## Aim of the task
In the account of growing up with Crohn's disease, on what date did the emergency surgery take place?

Sara Levitt: Proud to embody strength and confidence for young patients at The Children's

Wednesday, April 22, 2026

I am honoured to be working with a foundation focused on raising awareness and support for young patients and families navigating diagnoses like mine. My hope is to help ensure that other kids know they are not alone, that support exists, and that they can get through it too, just as I did.

My story started very early when I was diagnosed with Ulcerative Colitis at just three-years-old. By 11 it had progressed into Crohn’s disease, a severe inflammatory bowel condition that made basic daily functions like eating, digestion, and using the bathroom extremely painful and unpredictable.

Between the ages of 11 and 13, my life was largely defined by hospital stays, IV poles, and constant uncertainty. I was frequently in pain, dependent on tube feeds, and missing out on things like school, friendships, and simply being a kid. Eventually, my condition deteriorated to the point where my medical team at The Montreal Children’s Hospital told my family that emergency surgery was necessary to save my life.

On May 2, 2008, when I was 13, everything changed. I had emergency surgery to remove most of my colon and woke up with a colostomy, where waste leaves the body through an opening into a bag.

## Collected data

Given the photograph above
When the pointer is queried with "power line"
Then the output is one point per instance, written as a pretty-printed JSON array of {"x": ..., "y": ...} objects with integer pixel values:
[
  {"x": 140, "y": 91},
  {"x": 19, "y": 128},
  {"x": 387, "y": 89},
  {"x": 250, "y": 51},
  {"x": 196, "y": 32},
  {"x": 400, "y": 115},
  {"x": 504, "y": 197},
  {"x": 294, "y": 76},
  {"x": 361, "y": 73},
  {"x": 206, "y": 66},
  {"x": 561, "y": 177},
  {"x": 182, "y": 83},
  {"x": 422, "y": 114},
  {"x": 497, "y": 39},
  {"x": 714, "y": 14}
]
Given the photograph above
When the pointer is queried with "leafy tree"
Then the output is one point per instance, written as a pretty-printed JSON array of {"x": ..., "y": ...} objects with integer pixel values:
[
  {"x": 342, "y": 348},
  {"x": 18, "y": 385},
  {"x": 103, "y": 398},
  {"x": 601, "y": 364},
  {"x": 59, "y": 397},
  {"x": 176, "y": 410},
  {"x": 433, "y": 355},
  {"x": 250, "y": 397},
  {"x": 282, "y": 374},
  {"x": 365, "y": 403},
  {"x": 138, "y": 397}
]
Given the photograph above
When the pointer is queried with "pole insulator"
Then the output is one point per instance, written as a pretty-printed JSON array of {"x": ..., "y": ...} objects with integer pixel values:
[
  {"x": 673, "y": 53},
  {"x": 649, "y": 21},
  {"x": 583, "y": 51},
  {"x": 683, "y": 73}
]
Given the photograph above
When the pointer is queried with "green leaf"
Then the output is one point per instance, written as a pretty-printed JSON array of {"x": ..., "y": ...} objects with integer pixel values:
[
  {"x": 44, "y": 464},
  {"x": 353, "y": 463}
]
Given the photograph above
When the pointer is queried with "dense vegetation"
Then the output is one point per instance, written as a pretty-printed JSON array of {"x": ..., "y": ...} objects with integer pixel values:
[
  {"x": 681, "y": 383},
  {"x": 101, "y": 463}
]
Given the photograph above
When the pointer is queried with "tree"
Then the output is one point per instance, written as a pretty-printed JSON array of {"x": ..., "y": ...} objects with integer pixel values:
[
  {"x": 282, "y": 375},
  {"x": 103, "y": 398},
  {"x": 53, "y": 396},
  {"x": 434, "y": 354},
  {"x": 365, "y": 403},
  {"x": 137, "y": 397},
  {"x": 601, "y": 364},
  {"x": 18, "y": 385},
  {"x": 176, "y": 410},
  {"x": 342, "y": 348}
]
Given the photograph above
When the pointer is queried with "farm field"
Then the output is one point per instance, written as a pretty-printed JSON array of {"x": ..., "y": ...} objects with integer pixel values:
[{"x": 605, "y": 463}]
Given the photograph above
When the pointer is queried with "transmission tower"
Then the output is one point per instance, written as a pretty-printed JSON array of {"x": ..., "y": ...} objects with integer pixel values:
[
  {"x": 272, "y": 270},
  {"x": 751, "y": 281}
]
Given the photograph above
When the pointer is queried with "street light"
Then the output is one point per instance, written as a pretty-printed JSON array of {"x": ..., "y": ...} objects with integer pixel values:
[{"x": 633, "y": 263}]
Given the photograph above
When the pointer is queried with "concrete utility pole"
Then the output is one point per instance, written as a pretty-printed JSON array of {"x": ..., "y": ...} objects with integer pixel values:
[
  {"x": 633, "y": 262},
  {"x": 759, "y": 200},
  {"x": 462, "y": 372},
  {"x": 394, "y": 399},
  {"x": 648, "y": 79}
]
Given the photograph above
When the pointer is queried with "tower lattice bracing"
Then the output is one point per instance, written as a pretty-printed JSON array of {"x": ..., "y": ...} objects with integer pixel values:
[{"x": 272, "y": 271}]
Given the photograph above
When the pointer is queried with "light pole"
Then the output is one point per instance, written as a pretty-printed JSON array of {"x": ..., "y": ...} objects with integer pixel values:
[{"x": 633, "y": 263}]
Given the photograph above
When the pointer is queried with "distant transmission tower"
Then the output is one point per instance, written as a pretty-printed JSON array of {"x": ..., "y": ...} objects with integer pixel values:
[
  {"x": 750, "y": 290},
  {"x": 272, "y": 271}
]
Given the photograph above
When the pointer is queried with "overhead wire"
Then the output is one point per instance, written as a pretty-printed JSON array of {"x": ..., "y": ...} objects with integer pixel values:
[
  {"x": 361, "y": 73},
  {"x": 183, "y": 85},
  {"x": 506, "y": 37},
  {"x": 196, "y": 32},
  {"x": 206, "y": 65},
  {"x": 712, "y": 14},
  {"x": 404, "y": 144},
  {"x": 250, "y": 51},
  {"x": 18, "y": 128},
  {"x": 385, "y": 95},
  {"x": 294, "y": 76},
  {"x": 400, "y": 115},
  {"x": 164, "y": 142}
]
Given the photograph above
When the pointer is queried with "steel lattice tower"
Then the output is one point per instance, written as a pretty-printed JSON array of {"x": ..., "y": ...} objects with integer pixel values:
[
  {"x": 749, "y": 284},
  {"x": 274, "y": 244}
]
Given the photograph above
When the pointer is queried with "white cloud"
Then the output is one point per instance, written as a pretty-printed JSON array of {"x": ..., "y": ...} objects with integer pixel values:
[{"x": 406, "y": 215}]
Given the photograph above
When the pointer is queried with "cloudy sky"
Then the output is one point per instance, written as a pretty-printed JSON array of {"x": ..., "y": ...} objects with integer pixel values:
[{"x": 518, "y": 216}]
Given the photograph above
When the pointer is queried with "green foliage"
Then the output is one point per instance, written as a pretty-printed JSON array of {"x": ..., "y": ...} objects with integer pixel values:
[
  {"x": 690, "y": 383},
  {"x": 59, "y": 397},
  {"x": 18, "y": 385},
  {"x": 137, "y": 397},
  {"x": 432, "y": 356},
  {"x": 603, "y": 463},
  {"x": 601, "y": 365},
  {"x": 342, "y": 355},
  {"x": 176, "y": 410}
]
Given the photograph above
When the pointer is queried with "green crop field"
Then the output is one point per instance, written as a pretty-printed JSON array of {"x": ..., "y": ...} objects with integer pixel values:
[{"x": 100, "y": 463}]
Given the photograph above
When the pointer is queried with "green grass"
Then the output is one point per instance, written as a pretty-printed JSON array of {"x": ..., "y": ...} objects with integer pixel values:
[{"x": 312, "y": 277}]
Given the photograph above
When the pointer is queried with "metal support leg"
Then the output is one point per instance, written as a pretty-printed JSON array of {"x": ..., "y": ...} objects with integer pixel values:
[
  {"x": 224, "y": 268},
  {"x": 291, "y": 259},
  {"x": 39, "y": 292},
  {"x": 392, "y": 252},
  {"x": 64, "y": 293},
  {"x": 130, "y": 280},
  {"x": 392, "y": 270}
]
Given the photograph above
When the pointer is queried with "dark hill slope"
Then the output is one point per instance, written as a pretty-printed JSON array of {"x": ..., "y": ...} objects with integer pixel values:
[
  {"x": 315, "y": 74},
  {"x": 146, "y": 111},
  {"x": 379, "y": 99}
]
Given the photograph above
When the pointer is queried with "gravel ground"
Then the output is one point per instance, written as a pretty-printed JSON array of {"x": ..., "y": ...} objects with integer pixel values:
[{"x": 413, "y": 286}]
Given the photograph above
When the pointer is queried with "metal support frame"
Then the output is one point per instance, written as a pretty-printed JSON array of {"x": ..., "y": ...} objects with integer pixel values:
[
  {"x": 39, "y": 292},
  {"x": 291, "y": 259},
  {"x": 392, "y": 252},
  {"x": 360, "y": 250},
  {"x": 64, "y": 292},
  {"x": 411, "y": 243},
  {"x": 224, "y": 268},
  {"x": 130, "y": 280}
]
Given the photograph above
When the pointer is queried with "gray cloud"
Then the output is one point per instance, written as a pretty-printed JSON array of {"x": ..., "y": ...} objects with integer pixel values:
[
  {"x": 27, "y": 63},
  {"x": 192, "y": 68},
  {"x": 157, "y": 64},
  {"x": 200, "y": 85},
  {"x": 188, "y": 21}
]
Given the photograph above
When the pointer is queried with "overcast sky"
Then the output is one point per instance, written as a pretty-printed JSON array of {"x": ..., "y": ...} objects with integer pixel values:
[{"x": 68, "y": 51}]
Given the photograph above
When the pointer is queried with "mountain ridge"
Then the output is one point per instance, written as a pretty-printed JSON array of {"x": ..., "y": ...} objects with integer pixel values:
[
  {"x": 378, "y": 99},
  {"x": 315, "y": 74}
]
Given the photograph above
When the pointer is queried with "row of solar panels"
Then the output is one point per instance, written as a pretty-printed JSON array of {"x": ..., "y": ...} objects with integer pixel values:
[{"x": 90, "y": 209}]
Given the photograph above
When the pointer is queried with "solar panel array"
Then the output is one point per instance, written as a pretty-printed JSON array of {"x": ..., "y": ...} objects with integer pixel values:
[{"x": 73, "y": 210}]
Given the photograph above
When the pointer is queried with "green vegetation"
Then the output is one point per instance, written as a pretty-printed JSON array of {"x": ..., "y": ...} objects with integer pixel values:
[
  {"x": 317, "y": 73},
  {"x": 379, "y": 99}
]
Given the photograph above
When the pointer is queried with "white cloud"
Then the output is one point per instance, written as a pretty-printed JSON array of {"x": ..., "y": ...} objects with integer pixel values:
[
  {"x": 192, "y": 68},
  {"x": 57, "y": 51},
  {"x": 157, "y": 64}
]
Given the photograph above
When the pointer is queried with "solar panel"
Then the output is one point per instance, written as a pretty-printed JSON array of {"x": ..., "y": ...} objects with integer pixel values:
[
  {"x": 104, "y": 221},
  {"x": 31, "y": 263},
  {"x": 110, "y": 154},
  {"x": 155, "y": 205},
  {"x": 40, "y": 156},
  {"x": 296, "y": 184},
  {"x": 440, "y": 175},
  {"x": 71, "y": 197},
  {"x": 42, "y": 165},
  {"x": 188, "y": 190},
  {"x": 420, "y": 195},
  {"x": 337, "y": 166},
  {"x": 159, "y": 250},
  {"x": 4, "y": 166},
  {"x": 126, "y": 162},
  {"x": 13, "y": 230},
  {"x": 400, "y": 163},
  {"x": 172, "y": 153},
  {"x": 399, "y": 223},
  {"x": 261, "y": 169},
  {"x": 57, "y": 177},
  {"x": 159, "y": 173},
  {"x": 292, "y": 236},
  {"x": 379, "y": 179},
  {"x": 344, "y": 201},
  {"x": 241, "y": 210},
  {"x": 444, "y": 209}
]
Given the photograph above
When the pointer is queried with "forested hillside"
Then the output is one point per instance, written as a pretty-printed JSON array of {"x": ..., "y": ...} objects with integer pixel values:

## Answer space
May 2, 2008